What you need to do — Rewrite the lines starting at the one containing "Could you point at the plastic" and ending at the one containing "(1250, 523)", shifting every coordinate value in them up by 62 and leaving all other lines unchanged.

<<<<

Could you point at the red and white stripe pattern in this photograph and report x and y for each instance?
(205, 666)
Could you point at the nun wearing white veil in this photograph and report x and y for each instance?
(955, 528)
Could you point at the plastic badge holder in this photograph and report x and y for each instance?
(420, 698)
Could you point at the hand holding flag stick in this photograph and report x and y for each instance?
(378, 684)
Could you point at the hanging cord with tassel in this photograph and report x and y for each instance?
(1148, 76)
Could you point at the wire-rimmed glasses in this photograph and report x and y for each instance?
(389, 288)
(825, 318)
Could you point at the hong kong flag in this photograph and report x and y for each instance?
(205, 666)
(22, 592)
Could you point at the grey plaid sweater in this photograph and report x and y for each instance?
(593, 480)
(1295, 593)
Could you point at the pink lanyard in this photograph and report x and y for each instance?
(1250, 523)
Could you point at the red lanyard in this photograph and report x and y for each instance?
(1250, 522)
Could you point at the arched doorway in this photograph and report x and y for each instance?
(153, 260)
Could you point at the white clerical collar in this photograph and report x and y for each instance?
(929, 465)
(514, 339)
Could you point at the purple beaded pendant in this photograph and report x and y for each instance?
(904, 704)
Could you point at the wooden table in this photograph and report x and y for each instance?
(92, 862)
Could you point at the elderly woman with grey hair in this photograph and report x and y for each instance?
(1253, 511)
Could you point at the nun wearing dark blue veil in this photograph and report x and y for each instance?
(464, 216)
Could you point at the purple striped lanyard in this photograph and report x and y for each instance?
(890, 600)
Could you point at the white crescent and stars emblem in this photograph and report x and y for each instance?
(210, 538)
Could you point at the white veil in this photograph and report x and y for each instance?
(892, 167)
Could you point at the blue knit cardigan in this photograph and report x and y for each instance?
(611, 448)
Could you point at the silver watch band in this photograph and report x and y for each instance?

>>>>

Correct output —
Could you point at the plastic badge holder in this photograph and report x and y for each instance?
(482, 760)
Could you point at the hand holding flag stick in this photograph and report x and y for each instance?
(440, 746)
Could you point at the hanging cord with tassel in this photograph and report x and y for each instance?
(1210, 138)
Could you point at the wire-rimmed glasses in this photograph and report x and y for each instance?
(451, 350)
(887, 380)
Could you point at the hong kong flag in this photograph and report x and y for each instance?
(267, 728)
(84, 654)
Could you point at the grey plaid sweater in this photograph and report x and y for each instance?
(655, 542)
(1357, 655)
Could you point at the pink lanyard in this photograph and report x and y for each instance?
(1312, 585)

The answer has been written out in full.